EXERCISE TASK: Set each entry down verbatim, omitting images.

Object position labeling entries:
━━━━━━━━━━━━━━━━━━━━━━━━━━━━━━

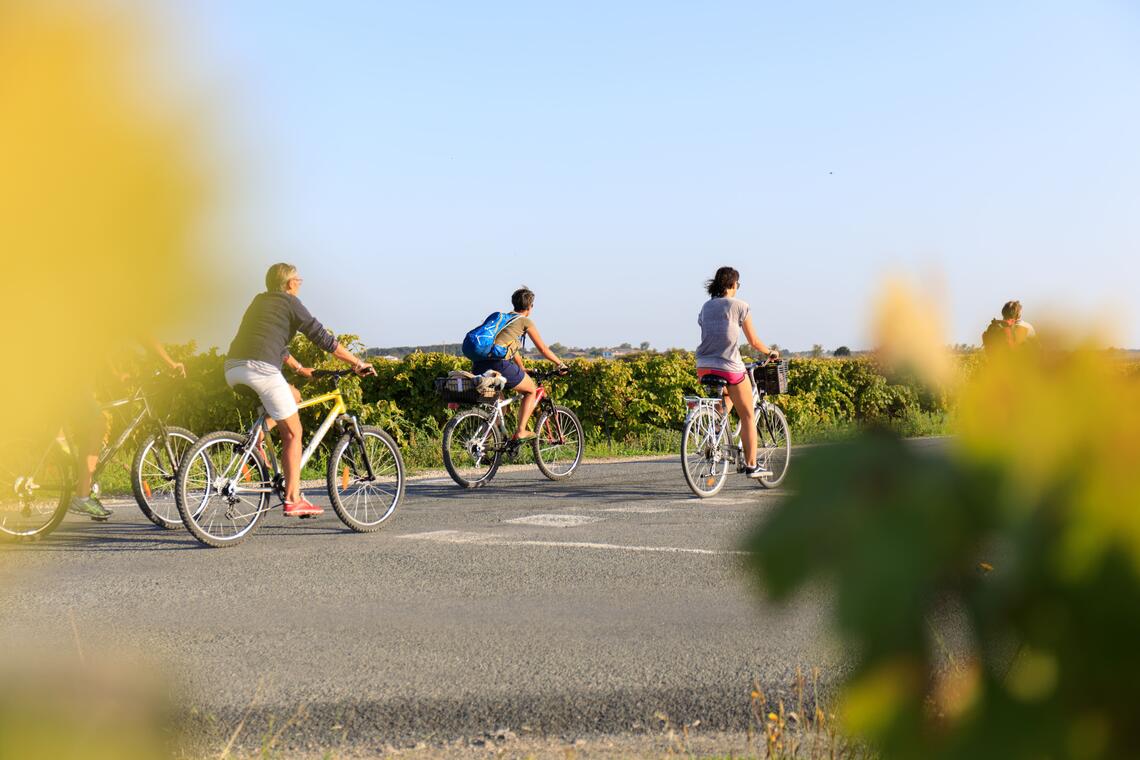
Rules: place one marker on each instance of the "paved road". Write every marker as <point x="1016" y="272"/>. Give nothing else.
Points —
<point x="564" y="609"/>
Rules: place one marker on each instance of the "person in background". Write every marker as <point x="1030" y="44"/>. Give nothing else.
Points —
<point x="92" y="425"/>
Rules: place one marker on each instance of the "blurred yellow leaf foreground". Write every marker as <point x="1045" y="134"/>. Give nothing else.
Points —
<point x="1026" y="525"/>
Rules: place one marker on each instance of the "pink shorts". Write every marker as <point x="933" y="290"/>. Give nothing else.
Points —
<point x="734" y="378"/>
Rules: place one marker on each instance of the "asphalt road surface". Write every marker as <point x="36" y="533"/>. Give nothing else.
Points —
<point x="589" y="606"/>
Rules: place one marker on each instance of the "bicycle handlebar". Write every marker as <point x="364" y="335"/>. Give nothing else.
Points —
<point x="543" y="375"/>
<point x="332" y="373"/>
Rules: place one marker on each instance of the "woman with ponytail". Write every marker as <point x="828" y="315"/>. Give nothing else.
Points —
<point x="723" y="318"/>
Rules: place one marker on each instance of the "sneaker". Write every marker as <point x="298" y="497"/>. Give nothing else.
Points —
<point x="90" y="507"/>
<point x="302" y="508"/>
<point x="756" y="472"/>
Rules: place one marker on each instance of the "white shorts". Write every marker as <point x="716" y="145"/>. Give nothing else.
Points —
<point x="267" y="382"/>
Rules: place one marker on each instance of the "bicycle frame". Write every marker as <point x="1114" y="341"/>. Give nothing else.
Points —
<point x="339" y="410"/>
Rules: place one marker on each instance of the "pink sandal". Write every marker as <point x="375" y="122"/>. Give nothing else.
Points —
<point x="302" y="508"/>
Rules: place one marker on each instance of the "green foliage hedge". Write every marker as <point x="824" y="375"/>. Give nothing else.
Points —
<point x="615" y="399"/>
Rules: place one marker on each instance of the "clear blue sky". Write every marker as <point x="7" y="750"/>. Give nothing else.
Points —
<point x="418" y="162"/>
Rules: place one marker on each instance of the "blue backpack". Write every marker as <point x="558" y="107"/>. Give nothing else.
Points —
<point x="479" y="344"/>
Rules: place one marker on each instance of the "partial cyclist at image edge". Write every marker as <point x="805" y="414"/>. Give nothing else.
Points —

━━━━━━━━━━━━━━━━━━━━━━━━━━━━━━

TASK RESULT:
Rules: place one marker on each instance of the "paved road". Write every marker as <point x="1016" y="272"/>. Give nothing else.
Points —
<point x="564" y="609"/>
Rules: place one marker on each instance of the "person in background". Write every marker as <point x="1030" y="44"/>. Give nothing else.
Points —
<point x="92" y="425"/>
Rules: place one marker on each instance of the "blurred yellow leaf foreground". Write every marker as <point x="1045" y="134"/>. Give nothing else.
Points —
<point x="1026" y="525"/>
Rules: place one marker on each instance of the "pink shorts". Write every marker as <point x="933" y="290"/>. Give nothing else.
Points —
<point x="734" y="378"/>
Rules: place one marker on each instance of the "asphalt road surface". Write every marker as <point x="36" y="533"/>. Give nothing else.
Points —
<point x="589" y="606"/>
Rules: place one marker on each instance of the "bicycle handlebar". Write every marker as <point x="364" y="335"/>. Give nothing else.
Points —
<point x="543" y="375"/>
<point x="332" y="373"/>
Rules: place one marker on each instance of the "woman with ponytail". Write every marker as <point x="828" y="315"/>. Give nothing else.
Points —
<point x="723" y="318"/>
Rules: place one marker on each instance of the "sneaker". Write every marker as <point x="298" y="497"/>. Give nothing else.
Points —
<point x="90" y="507"/>
<point x="302" y="508"/>
<point x="756" y="472"/>
Rules: place one marker on each instance of the "white shorts". Write every marker as <point x="716" y="145"/>. Give nothing else.
Points —
<point x="267" y="382"/>
Rules: place one marker on each instance of the "bicycle frame". Write every marker as <point x="1114" y="341"/>. Give nothing else.
Points —
<point x="339" y="410"/>
Rules: place one marker on each instance of the "pink sandal". Write every marker as <point x="375" y="122"/>. Give nothing else.
Points —
<point x="302" y="508"/>
Rules: place one marker on each instance of the "green foliage hedge". Write every marker as <point x="824" y="375"/>. Give nothing else.
Points —
<point x="615" y="399"/>
Rules: place one marker on each instance of the "clear blue sky". Write every marker as <point x="7" y="750"/>. Give nothing else.
Points —
<point x="418" y="162"/>
Rules: place one marker on each instance of the "blue backpack". Write every marker as <point x="558" y="107"/>. Give nothing else.
Points —
<point x="479" y="344"/>
Rules: place one marker on each instance of the "partial cyclist at image edge". Write every marker as <point x="805" y="414"/>. Give nothing else.
Points —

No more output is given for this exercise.